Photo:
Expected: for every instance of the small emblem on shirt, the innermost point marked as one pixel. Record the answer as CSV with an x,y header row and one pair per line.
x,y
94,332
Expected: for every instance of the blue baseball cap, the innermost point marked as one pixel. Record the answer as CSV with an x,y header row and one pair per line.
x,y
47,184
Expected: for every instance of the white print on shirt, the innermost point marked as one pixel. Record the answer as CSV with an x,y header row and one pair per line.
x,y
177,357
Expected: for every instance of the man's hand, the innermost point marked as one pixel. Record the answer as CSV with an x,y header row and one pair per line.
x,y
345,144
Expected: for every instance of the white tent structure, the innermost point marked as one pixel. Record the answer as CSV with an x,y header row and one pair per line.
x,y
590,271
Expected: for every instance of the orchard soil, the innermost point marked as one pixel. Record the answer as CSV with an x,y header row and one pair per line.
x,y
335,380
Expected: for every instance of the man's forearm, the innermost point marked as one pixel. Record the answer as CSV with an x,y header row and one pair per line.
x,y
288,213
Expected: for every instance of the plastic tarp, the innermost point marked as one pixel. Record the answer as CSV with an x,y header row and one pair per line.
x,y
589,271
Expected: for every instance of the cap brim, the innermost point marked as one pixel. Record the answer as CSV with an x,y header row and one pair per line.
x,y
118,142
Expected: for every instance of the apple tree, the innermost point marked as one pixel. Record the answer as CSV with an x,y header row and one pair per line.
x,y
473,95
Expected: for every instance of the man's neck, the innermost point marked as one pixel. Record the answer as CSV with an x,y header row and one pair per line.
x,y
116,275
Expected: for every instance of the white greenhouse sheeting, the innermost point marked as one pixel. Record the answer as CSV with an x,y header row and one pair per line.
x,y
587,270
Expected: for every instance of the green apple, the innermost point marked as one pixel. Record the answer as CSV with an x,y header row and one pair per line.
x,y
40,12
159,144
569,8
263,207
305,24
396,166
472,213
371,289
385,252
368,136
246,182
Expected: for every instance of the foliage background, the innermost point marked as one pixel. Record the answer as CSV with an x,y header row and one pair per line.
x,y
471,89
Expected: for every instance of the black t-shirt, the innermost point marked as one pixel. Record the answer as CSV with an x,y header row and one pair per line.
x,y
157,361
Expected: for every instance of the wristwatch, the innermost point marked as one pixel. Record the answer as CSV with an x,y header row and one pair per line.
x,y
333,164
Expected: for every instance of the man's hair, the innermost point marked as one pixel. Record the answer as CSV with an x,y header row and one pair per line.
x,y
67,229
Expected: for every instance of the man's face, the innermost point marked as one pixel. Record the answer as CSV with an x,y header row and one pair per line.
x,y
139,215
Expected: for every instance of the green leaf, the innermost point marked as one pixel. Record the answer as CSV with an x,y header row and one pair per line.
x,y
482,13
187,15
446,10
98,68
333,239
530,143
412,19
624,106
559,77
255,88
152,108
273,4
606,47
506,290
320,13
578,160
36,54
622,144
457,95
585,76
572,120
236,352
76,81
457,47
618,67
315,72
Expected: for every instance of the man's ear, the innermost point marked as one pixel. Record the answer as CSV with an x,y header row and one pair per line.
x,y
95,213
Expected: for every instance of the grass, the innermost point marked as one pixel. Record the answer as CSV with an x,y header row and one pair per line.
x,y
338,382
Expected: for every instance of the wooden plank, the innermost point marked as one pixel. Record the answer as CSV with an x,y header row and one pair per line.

**Exercise aim:** Transcribe each line of the listing above precisely as it appears.

**Task response:**
Photo:
Expected: for every instance of the small emblem on shirt, the innermost point marked as one pixel. Record the answer as CSV with an x,y header row and one pair per line.
x,y
94,332
Expected: for every instance of the blue baseball cap, the innermost point marked as one pixel. Record the answer as CSV with an x,y header row and one pair per line.
x,y
47,184
Expected: for every instance of the white print on shirt, the innermost point marked as one pixel. Record the answer as CSV with an x,y header row and one pair per line.
x,y
177,357
Expected: for every instance of the man's hand, the innermost point marked as one pixel. Record the answer as CSV with an x,y header row and one pair per line.
x,y
345,144
Expected: for every instance of the white tent structure, the innermost point marked as one pixel. Record the answer as CSV with an x,y header row and one pair per line.
x,y
590,271
Expected: for every instance of the orchard soil, the innermost point marked as one pixel. Record the answer as CSV with an x,y header row and one pair per line.
x,y
335,380
Expected: for every instance of the man's forearm, the innermost point marked as one pixel. Record the answer as CSV with an x,y header row and one pair per line.
x,y
288,213
Expected: for every instance of the plastic tarp, the innermost point marked as one pixel. Record the answer as CSV with an x,y header row and one pair per line.
x,y
589,271
Expected: for every instance of the cap brim, the innermost point marked as one pixel. Record the answer as CSV with an x,y header row and one pair per line.
x,y
118,142
Expected: for every instance of the apple tree, the innermost point marked as one pixel. Record the answer as CSV with an x,y header row and one pair per line.
x,y
473,95
Expected: for every instance of the man's neck, the innermost point marked as one pixel. Record the answer as CSV with an x,y header row and one pair per line.
x,y
116,275
Expected: for every instance of the white greenhouse sheeting, the innermost point marked as one pixel. Record the answer as CSV with an x,y header row and one pair per line.
x,y
587,270
Expected: for every instance of the green apple, the innermost point marked as one pixel. Record the answer as CSV with an x,y header row and one pair per line.
x,y
40,12
159,144
569,8
263,207
305,24
396,166
472,213
371,289
385,252
368,136
246,182
Expected: for every instance of the foliage background, the innermost point marked as one pixel. Record the answer as CSV with an x,y header row and one pair per line.
x,y
471,89
Expected: for every instance of the black t-shirt, the innermost point marked as one pixel. Record the answer as CSV with an x,y header row and one pair per line.
x,y
157,361
Expected: for every instance of the wristwatch, the innermost point marked as one pixel. Record the answer as CSV with an x,y header row and one pair per line.
x,y
333,164
Expected: for every instance of the man's hair, the innermost point marked as one pixel. Record the answer as CSV with an x,y header row and one pair per line.
x,y
67,229
Expected: for every instance of the man's face, the innermost point marked as one pixel. Record the answer as CSV with an x,y header row and one pair per line.
x,y
139,215
Expected: for every instance of the green leaf, the innermost point marked as one pixel. Record the answer as CSV with an x,y header row and one pair per line.
x,y
482,13
187,15
446,10
98,68
333,239
530,143
412,19
624,106
559,77
255,88
152,108
273,4
606,47
506,290
320,13
578,160
36,54
622,144
457,95
585,76
572,120
236,352
76,81
457,47
618,67
315,72
Expected: for every instance of the man's ear, the innermost point marked as one pixel. Record the answer as CSV with an x,y header row and one pair per line.
x,y
95,213
Expected: for every instance of the grass, the innermost point marked as one pixel. Record the answer as CSV with an x,y header row and one pair per line.
x,y
338,382
Expected: for every instance of the wooden plank, the innermost point marked as one pixel. Record the answer as CSV with an x,y header row and one pair per line.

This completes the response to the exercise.